▶ [Requirements]: Take the material below and write it all out again exactly.

— start Records provided —

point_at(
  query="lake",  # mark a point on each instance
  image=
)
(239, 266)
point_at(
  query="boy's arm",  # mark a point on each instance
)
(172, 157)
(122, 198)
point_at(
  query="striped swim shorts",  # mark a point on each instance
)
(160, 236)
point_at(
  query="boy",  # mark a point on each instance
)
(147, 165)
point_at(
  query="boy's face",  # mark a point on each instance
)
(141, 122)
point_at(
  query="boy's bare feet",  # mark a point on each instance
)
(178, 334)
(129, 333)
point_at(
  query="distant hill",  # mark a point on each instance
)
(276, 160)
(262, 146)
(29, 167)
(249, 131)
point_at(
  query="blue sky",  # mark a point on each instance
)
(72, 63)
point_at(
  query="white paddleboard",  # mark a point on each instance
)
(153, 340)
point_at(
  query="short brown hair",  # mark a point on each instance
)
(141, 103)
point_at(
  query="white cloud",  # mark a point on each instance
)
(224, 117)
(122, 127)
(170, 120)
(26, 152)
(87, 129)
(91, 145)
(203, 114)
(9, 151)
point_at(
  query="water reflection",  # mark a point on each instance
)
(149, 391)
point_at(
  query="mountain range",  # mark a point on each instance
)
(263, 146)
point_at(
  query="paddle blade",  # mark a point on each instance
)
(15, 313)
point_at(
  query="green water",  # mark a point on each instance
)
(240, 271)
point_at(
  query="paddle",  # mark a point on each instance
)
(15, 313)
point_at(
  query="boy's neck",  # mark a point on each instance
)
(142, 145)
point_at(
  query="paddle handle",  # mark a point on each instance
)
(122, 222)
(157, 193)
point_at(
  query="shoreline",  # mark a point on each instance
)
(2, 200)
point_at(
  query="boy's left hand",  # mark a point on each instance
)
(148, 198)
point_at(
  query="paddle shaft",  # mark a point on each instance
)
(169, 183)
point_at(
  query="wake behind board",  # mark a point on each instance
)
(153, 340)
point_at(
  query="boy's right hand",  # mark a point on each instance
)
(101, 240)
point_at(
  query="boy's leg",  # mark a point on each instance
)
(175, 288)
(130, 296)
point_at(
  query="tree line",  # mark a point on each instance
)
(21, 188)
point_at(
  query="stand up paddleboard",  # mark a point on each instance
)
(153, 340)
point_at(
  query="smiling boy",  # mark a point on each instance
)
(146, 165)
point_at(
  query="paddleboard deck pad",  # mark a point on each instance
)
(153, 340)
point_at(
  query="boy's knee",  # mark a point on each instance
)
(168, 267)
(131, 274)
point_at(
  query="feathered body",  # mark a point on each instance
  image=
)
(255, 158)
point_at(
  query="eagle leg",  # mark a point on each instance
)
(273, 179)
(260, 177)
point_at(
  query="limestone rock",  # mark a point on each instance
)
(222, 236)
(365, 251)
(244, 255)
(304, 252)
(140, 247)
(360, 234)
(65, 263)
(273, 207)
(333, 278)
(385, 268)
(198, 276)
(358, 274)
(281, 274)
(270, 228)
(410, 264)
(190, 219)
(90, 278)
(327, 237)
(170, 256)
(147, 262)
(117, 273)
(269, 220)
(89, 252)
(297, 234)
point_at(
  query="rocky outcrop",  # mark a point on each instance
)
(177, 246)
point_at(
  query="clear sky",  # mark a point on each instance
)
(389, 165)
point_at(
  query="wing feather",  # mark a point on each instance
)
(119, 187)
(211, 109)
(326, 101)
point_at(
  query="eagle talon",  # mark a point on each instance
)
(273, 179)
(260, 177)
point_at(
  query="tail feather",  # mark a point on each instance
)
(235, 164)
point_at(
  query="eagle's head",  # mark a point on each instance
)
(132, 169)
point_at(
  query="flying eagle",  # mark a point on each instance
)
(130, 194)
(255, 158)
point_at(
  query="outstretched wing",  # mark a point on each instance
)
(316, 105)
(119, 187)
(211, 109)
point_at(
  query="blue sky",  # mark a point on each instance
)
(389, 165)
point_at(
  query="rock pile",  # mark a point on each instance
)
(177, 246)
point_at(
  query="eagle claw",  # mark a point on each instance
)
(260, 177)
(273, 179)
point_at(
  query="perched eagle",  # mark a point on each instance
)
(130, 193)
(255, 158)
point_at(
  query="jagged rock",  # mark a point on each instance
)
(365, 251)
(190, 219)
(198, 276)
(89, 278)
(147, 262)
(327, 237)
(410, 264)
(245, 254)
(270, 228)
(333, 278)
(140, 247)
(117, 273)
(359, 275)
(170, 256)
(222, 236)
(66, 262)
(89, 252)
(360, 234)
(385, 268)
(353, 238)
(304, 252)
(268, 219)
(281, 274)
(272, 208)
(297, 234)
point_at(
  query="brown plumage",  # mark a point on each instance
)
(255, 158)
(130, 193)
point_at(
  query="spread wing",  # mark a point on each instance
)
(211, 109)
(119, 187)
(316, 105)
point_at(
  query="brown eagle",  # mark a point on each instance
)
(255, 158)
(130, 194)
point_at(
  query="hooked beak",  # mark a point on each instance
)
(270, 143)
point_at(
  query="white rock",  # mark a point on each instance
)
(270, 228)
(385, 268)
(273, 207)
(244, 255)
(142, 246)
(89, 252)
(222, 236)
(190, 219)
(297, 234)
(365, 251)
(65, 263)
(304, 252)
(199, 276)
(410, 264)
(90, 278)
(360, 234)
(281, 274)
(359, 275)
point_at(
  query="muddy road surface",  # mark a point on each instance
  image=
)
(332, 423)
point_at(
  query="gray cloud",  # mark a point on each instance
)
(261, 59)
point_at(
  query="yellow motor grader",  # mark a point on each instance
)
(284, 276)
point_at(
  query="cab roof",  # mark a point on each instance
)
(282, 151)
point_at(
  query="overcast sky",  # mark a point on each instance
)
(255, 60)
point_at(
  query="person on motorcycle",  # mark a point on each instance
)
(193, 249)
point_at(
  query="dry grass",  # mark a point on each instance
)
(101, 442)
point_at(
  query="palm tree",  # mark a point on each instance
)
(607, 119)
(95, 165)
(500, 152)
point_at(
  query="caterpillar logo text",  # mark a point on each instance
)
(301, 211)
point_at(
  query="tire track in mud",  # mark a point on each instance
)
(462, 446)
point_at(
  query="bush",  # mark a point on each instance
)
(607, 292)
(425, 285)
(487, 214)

— end Records provided —

▶ [Answer for this exercise]:
point_at(
  query="lake",  # mark a point on each instance
  image=
)
(239, 266)
point_at(
  query="boy's arm",  # mark a point on each instance
)
(172, 157)
(122, 198)
point_at(
  query="striped swim shorts",  # mark a point on each instance
)
(160, 236)
point_at(
  query="boy",  # mark a point on each instance
)
(147, 165)
point_at(
  query="boy's face",  # mark a point on each instance
)
(141, 122)
point_at(
  query="boy's bare feet",  # mark a point on each instance
)
(178, 334)
(129, 333)
point_at(
  query="distant hill",  # mark a point on each instance
)
(276, 160)
(262, 146)
(29, 167)
(249, 131)
point_at(
  query="blue sky",  # mark a point on each instance
)
(72, 63)
point_at(
  query="white paddleboard",  # mark a point on each instance
)
(153, 340)
point_at(
  query="short brown hair",  # mark a point on each instance
)
(141, 103)
point_at(
  query="white cloud",  # mark a point on each instance
)
(224, 117)
(122, 127)
(170, 120)
(26, 152)
(87, 129)
(91, 145)
(203, 114)
(9, 151)
point_at(
  query="water reflection",  # mark a point on each instance
)
(149, 391)
point_at(
  query="mountain range",  # mark a point on each instance
)
(263, 146)
point_at(
  query="paddle blade",  # mark a point on each instance
)
(15, 313)
point_at(
  query="green water",  # mark a point on each instance
)
(240, 271)
point_at(
  query="paddle",  # mark a point on each instance
)
(15, 313)
point_at(
  query="boy's neck",  # mark a point on each instance
)
(142, 145)
point_at(
  query="paddle handle",  # mark a point on each instance
)
(122, 222)
(157, 193)
point_at(
  query="shoreline",  # mark a point on each instance
)
(2, 200)
point_at(
  query="boy's left hand",  # mark a point on each instance
)
(148, 198)
point_at(
  query="paddle shaft",  # mark a point on each instance
)
(169, 183)
point_at(
  query="wake behind board",  # mark a point on each instance
)
(153, 340)
point_at(
  query="boy's right hand",  # mark a point on each instance
)
(101, 240)
point_at(
  query="boy's leg",  # mark a point on each instance
)
(175, 288)
(130, 296)
point_at(
  query="tree line",  # mark a point on each instance
)
(21, 188)
point_at(
  query="stand up paddleboard",  # mark a point on each instance
)
(153, 340)
point_at(
  query="smiling boy",  # mark a point on each instance
)
(146, 165)
point_at(
  query="paddleboard deck pad",  # mark a point on each instance
)
(153, 340)
point_at(
  query="boy's knee",  # mark a point on each instance
)
(168, 267)
(131, 274)
point_at(
  query="feathered body",  # mark a point on each instance
  image=
)
(255, 158)
point_at(
  query="eagle leg",  # mark a point on each instance
)
(273, 179)
(260, 177)
point_at(
  query="limestone rock",  # mark a point on each instance
)
(222, 236)
(365, 251)
(244, 255)
(304, 252)
(140, 247)
(360, 234)
(65, 263)
(273, 207)
(333, 278)
(385, 268)
(198, 276)
(358, 274)
(281, 274)
(270, 228)
(410, 264)
(190, 219)
(90, 278)
(327, 237)
(170, 256)
(147, 262)
(117, 273)
(269, 220)
(89, 252)
(297, 234)
point_at(
  query="rocky outcrop",  # mark a point on each instance
)
(177, 246)
point_at(
  query="clear sky",  # mark a point on each instance
)
(389, 165)
point_at(
  query="wing feather",  # mark a point on each instance
)
(119, 187)
(211, 109)
(326, 101)
point_at(
  query="eagle talon",  # mark a point on each instance
)
(273, 179)
(260, 177)
point_at(
  query="tail feather",  # mark a point on each instance
)
(235, 164)
point_at(
  query="eagle's head",  # mark a point on each instance
)
(132, 169)
point_at(
  query="flying eagle",  # mark a point on each instance
)
(130, 194)
(255, 158)
point_at(
  query="outstretched wing",  # mark a point on each instance
)
(316, 105)
(119, 187)
(211, 109)
point_at(
  query="blue sky",  # mark a point on each instance
)
(389, 165)
point_at(
  query="rock pile",  # mark a point on each instance
)
(177, 246)
point_at(
  query="eagle claw",  # mark a point on each instance
)
(260, 177)
(273, 179)
point_at(
  query="perched eagle",  # mark a point on each instance
)
(130, 193)
(255, 158)
point_at(
  query="jagged rock",  # mark a point on each instance
)
(365, 251)
(190, 219)
(198, 276)
(89, 278)
(147, 262)
(327, 237)
(410, 264)
(245, 254)
(270, 228)
(333, 278)
(140, 247)
(117, 273)
(359, 275)
(170, 256)
(222, 236)
(66, 262)
(89, 252)
(360, 234)
(385, 268)
(353, 238)
(304, 252)
(268, 219)
(281, 274)
(272, 208)
(297, 234)
point_at(
  query="brown plumage",  # mark a point on each instance
)
(255, 158)
(130, 193)
point_at(
  query="spread wing",  # mark a point on each instance
)
(211, 109)
(119, 187)
(316, 105)
point_at(
  query="brown eagle",  # mark a point on each instance
)
(255, 158)
(130, 194)
point_at(
  query="hooked beak",  # mark a point on each instance
)
(270, 143)
point_at(
  query="white rock",  # mark a point on each instance
)
(270, 228)
(385, 268)
(273, 207)
(244, 255)
(142, 246)
(89, 252)
(222, 236)
(190, 219)
(297, 234)
(365, 251)
(65, 263)
(304, 252)
(199, 276)
(410, 264)
(90, 278)
(360, 234)
(281, 274)
(359, 275)
point_at(
  query="muddy road surface",  # mark a point on each instance
  image=
)
(332, 423)
point_at(
  query="gray cloud",  # mark a point on each instance
)
(261, 59)
point_at(
  query="yellow motor grader",  # mark a point on each instance
)
(284, 276)
point_at(
  query="cab roof",  # mark a point on each instance
)
(282, 151)
point_at(
  query="overcast sky",  # mark a point on each instance
)
(255, 60)
point_at(
  query="person on motorcycle",  # mark a point on each instance
)
(193, 249)
point_at(
  query="dry grass",  # mark a point on each instance
)
(101, 442)
point_at(
  query="palm tree",  # mark a point on each instance
)
(607, 119)
(95, 165)
(500, 152)
point_at(
  query="caterpillar logo text",  # mark a point on each instance
)
(301, 211)
point_at(
  query="tire track in mud",  # mark a point on each instance
)
(462, 446)
point_at(
  query="bush",  # mark a point on each instance
)
(607, 292)
(425, 285)
(487, 214)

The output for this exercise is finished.